### THE TASK
Copy the material from the line with "target: van window" up to and including the line with "79), (231, 107)]", substituting "nonzero" for "even-odd" and leaving everything else unchanged.

# Start of SUPPLIED RECORDS

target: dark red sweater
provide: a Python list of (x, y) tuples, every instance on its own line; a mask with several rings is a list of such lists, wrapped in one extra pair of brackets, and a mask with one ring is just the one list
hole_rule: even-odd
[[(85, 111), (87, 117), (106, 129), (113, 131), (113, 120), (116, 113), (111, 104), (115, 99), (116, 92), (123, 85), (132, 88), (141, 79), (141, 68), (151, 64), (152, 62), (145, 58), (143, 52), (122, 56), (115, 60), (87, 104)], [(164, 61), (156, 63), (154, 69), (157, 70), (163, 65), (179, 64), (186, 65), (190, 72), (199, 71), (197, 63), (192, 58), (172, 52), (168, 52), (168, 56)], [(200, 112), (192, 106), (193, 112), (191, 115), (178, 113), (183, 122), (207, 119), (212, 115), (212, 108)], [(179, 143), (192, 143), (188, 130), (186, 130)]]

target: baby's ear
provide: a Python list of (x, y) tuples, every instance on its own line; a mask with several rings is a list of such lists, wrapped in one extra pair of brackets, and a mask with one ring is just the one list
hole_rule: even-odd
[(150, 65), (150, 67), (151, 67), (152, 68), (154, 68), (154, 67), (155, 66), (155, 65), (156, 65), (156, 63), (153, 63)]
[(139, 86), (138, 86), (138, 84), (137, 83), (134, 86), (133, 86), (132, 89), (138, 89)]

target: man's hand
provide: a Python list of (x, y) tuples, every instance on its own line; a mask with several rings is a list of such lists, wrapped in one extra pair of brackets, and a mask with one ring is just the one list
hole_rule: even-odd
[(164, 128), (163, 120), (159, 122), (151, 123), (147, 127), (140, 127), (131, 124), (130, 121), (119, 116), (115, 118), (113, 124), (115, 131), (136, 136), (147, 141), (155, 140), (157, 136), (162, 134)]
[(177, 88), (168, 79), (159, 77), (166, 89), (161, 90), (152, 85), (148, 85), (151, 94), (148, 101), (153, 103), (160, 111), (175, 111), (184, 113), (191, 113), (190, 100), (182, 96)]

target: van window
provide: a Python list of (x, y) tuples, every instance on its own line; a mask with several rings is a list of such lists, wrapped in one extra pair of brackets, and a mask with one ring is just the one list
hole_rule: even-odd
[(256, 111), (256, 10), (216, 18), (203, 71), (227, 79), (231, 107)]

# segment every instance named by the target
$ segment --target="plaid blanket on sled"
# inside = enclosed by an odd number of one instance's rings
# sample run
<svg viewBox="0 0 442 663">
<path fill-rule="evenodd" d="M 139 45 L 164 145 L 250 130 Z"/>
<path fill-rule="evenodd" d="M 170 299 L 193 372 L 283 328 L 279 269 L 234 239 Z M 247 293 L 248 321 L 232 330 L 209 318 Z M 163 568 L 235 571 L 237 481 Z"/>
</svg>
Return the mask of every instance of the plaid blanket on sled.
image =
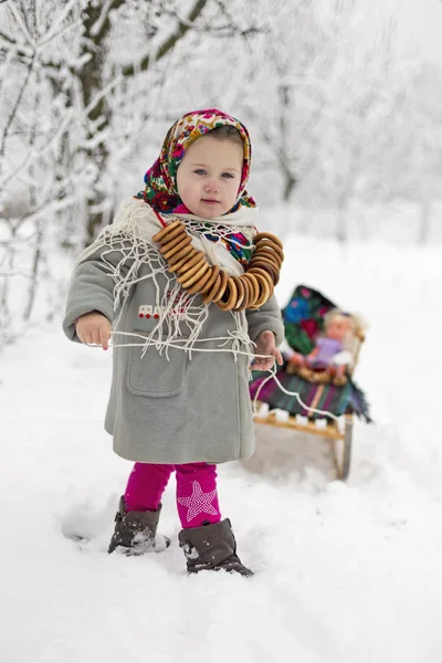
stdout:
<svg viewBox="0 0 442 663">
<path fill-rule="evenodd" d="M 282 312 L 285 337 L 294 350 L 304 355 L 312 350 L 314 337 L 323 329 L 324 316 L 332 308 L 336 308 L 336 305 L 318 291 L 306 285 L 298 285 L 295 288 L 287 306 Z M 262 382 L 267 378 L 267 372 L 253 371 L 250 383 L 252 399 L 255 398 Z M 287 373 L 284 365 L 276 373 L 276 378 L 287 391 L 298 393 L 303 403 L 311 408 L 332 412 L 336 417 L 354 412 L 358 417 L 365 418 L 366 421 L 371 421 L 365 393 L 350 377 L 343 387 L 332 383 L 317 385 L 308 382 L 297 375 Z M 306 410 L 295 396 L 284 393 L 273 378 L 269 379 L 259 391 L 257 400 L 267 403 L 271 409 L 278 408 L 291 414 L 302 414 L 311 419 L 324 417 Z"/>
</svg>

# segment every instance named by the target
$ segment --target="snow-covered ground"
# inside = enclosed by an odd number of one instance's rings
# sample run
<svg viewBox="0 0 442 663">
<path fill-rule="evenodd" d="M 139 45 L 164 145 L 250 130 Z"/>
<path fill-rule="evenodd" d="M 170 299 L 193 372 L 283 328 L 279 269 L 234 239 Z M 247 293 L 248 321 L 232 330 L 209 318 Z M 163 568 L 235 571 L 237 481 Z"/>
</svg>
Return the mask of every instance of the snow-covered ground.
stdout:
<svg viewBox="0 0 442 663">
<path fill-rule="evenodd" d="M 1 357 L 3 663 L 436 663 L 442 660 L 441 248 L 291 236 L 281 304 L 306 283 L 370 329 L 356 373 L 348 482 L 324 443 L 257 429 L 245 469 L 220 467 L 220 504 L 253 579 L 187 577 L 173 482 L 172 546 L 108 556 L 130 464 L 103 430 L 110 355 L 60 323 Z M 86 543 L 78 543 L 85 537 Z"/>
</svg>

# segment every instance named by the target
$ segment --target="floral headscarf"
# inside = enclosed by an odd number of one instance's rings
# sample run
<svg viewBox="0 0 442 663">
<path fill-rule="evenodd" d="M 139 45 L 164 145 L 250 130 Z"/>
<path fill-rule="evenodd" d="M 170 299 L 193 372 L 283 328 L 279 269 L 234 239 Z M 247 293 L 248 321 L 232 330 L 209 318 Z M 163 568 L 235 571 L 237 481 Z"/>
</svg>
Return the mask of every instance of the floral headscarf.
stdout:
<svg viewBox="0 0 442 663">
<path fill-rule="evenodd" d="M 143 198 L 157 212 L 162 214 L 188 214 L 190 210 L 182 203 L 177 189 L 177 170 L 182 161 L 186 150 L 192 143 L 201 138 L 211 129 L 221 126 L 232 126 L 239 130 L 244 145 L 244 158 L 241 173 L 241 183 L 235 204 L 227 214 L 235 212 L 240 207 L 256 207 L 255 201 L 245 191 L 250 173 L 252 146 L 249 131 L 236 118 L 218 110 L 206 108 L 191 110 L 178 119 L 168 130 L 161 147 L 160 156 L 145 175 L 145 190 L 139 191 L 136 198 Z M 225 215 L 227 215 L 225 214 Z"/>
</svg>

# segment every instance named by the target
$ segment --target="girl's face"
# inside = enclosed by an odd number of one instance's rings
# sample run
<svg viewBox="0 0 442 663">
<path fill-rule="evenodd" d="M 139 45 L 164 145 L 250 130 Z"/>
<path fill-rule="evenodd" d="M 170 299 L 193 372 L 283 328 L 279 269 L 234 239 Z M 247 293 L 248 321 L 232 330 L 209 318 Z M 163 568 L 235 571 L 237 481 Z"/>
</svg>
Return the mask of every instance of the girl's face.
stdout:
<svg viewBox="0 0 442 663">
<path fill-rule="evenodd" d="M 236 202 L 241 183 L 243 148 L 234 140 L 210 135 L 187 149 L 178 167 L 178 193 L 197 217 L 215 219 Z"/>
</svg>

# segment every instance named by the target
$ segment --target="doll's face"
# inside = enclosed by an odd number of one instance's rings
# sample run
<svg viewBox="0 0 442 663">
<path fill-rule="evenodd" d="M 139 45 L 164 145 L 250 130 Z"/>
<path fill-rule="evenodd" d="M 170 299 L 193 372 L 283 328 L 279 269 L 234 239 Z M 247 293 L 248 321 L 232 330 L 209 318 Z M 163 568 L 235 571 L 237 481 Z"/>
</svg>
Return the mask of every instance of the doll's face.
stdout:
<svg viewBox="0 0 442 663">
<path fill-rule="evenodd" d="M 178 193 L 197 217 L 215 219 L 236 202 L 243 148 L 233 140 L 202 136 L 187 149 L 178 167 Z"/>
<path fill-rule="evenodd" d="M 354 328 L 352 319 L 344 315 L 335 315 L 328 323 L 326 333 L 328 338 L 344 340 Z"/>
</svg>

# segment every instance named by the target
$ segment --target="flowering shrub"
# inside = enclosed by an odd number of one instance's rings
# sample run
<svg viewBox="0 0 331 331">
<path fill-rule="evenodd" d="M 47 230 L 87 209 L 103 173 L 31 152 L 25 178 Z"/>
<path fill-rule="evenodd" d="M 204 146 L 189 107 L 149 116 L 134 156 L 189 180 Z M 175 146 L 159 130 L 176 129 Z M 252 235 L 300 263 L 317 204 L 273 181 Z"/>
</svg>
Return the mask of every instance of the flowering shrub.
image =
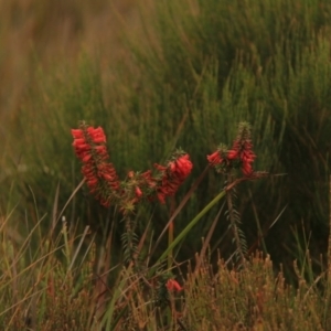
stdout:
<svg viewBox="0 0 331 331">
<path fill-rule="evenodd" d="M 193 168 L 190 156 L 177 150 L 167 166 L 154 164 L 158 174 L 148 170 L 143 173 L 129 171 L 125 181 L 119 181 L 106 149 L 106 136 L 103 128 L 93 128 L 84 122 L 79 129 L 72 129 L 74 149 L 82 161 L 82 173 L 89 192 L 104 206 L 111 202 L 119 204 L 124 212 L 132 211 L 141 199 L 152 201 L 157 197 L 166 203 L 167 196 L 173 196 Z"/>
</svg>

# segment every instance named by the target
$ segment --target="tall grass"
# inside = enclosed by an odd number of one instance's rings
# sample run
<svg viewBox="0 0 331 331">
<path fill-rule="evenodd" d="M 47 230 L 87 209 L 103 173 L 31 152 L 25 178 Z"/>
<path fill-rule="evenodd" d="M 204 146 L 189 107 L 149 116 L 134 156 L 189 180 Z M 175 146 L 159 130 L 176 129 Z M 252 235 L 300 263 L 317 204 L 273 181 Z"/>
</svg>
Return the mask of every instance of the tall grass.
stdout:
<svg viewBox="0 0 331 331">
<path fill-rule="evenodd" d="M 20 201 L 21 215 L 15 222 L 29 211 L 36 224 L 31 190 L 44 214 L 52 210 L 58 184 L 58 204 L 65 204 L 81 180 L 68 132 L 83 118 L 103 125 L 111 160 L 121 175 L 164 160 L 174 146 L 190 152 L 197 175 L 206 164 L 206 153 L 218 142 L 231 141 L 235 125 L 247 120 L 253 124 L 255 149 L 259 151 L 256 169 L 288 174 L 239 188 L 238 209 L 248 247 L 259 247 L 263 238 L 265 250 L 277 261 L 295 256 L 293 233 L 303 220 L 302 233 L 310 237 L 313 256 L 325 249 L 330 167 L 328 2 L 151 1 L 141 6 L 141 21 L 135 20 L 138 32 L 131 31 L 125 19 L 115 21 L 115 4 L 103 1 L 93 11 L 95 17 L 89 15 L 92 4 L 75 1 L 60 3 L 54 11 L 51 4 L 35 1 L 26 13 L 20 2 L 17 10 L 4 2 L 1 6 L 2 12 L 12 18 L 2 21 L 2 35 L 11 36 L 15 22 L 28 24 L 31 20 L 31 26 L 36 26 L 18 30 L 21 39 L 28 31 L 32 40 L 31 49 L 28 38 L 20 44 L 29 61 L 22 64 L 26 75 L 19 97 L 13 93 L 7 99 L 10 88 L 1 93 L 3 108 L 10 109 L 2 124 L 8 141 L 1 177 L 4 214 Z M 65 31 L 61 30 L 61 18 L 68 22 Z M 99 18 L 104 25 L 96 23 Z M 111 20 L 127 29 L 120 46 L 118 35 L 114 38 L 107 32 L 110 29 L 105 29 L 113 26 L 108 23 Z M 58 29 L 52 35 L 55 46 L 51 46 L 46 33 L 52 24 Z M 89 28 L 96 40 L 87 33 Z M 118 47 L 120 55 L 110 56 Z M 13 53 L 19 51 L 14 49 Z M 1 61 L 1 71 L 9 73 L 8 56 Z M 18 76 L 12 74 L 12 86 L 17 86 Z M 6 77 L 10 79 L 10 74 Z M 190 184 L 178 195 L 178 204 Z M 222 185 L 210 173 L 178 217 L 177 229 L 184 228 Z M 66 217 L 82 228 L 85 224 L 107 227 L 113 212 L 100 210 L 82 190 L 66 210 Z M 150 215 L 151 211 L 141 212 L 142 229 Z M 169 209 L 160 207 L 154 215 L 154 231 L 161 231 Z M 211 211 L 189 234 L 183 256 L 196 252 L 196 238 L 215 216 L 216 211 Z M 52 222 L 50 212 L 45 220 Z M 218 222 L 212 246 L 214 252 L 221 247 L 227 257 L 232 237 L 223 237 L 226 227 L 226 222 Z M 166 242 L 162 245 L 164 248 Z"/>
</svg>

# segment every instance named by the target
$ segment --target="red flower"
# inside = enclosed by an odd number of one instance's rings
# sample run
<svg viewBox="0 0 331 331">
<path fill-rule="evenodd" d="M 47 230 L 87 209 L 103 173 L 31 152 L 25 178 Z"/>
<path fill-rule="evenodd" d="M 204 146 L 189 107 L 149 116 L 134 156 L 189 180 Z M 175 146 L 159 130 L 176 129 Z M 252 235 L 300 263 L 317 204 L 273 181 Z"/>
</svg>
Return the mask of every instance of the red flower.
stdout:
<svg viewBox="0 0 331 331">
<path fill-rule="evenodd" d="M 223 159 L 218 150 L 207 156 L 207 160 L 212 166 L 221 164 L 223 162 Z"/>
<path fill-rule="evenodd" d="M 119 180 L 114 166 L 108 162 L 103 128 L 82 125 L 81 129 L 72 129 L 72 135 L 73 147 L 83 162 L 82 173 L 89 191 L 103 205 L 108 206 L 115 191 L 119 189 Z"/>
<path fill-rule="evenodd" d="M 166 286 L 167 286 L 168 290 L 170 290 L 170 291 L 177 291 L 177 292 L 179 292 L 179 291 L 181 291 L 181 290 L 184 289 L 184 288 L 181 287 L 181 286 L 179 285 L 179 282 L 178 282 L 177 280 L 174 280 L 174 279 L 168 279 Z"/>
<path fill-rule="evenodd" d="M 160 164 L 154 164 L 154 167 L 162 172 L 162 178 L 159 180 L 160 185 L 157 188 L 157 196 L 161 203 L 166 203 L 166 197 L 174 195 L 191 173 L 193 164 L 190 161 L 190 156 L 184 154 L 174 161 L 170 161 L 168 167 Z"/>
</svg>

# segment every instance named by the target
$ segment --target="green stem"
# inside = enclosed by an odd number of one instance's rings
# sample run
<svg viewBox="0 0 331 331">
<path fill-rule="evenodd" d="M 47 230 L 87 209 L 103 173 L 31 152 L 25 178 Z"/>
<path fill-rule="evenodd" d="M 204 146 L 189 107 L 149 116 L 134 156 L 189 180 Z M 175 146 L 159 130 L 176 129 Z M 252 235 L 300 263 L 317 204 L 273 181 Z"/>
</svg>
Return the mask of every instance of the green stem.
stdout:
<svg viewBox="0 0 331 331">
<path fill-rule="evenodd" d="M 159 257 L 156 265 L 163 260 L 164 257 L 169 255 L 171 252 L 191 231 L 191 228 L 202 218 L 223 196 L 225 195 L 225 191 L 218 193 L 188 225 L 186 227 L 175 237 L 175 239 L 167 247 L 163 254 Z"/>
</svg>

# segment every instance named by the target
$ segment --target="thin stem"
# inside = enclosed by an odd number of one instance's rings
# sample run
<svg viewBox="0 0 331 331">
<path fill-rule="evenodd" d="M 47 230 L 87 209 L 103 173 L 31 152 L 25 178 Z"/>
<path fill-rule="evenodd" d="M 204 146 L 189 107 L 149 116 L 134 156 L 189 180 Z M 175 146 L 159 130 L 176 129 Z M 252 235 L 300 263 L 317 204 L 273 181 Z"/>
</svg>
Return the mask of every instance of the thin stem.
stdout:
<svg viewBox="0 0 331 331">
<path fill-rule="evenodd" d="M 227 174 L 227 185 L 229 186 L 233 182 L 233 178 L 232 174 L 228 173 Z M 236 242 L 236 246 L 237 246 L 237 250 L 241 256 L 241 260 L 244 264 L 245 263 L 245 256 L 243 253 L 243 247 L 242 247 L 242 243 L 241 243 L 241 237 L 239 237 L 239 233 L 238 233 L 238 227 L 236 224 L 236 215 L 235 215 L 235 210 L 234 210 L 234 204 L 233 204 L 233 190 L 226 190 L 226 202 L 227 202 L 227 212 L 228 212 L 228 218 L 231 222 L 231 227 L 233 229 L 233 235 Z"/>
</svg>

# End of SUPPLIED RECORDS

### RESPONSE TO THIS EXERCISE
target: van window
provide: a Python list of (x, y) tuples, every instance on its own line; a mask with several rings is a list of such lists, wrapped in one extra pair of brackets, and a mask with one ring is just the one list
hole_rule: nonzero
[(256, 111), (256, 10), (216, 18), (203, 71), (227, 79), (231, 107)]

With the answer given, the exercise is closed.